------ MATERIAL FOR THE TASK ------

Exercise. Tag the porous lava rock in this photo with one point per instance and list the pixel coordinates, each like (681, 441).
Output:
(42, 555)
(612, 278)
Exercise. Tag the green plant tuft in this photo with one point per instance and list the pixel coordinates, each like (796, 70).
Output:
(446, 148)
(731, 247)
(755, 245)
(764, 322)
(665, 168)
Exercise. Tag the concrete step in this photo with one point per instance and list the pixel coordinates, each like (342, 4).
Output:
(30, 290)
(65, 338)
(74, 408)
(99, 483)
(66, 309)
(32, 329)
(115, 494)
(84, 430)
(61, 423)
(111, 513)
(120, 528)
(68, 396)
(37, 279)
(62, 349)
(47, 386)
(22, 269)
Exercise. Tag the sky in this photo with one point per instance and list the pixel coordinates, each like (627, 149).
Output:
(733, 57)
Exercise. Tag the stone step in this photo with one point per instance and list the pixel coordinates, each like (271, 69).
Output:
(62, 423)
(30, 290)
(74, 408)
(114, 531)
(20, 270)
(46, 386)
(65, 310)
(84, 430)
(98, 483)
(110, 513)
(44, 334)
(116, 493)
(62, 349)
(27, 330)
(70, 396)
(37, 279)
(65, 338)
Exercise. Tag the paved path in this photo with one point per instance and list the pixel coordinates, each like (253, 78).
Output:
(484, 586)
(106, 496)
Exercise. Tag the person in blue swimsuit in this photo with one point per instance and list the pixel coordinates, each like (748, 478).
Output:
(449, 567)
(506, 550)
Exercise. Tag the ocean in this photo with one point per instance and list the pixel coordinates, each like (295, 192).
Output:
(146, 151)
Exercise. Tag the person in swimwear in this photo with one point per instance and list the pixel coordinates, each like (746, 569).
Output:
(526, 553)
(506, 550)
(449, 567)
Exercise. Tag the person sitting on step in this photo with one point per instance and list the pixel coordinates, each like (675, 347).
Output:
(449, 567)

------

## [WHAT YOU HAVE TO DO]
Exactly repeat the lines from the line that contains "Exercise. Tag the person sitting" to the end of the entries, both included, and leave out all other lines.

## [SOLUTION TO THE PROBLEM]
Exercise. Tag the person sitting on step in this photo with one point per instance and list the pixel coordinates, each like (675, 347).
Output:
(449, 567)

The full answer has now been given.